**Data section**

###

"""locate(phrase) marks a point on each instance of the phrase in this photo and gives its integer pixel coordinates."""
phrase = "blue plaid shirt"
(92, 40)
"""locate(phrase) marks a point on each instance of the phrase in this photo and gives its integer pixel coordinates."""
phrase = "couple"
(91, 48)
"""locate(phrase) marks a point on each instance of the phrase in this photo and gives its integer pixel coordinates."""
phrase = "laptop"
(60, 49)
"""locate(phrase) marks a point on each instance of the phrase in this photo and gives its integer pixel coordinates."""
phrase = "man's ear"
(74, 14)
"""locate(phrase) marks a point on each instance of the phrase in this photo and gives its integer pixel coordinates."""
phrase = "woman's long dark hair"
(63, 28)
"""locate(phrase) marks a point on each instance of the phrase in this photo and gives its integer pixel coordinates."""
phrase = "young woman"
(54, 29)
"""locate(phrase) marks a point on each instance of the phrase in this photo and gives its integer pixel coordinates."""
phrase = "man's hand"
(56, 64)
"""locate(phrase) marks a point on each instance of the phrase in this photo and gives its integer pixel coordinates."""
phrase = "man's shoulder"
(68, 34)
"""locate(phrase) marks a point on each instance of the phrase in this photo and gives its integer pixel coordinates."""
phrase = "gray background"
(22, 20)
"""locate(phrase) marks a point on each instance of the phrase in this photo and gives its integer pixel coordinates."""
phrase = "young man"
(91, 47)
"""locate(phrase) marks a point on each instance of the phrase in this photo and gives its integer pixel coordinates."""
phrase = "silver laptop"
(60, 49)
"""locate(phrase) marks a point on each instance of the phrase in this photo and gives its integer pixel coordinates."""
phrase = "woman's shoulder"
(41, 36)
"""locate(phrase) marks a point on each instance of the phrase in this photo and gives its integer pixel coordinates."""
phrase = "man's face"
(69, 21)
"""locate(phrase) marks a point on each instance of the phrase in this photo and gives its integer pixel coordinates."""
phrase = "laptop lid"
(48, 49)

###

**The task**
Output the listing above word for word.

**The output**
"""locate(phrase) marks a point on each instance of the phrase in this photo and gives its integer pixel coordinates."""
phrase = "blue plaid shirt"
(92, 40)
"""locate(phrase) marks a point on each instance of the phrase in this photo and gives its integer pixel coordinates."""
phrase = "couple"
(91, 48)
"""locate(phrase) marks a point on each instance of the phrase in this photo and gives its integer pixel coordinates."""
phrase = "laptop"
(60, 49)
"""locate(phrase) marks a point on each instance of the phrase in this photo and gives its integer pixel coordinates."""
phrase = "man's ear"
(74, 14)
"""locate(phrase) marks a point on each instance of the phrase in this photo and gives its integer pixel coordinates."""
phrase = "woman's long dark hair"
(63, 28)
"""locate(phrase) marks a point on each instance of the phrase in this photo and gives its integer pixel coordinates."""
phrase = "young woman"
(54, 29)
"""locate(phrase) marks a point on each instance of the phrase in this photo and gives its integer pixel coordinates."""
phrase = "man's hand"
(56, 64)
"""locate(phrase) marks a point on each instance of the phrase in this photo and gives its integer pixel coordinates."""
phrase = "man's shoulder"
(68, 34)
"""locate(phrase) marks a point on each instance of the phrase in this photo and gives its integer pixel coordinates."""
phrase = "gray background"
(22, 20)
"""locate(phrase) marks a point on each instance of the phrase in this photo and gives its integer pixel coordinates."""
phrase = "young man"
(91, 47)
"""locate(phrase) marks a point on each instance of the phrase in this photo and gives its integer pixel coordinates."""
phrase = "silver laptop"
(60, 49)
"""locate(phrase) marks a point on each instance of the phrase in this photo and gives its integer pixel coordinates."""
phrase = "woman's shoulder"
(41, 36)
"""locate(phrase) marks a point on each instance of the phrase in this photo and gives its integer pixel coordinates."""
phrase = "man's face"
(69, 21)
"""locate(phrase) marks a point on each instance of the phrase in this photo and gives its integer pixel coordinates."""
phrase = "laptop lid"
(48, 49)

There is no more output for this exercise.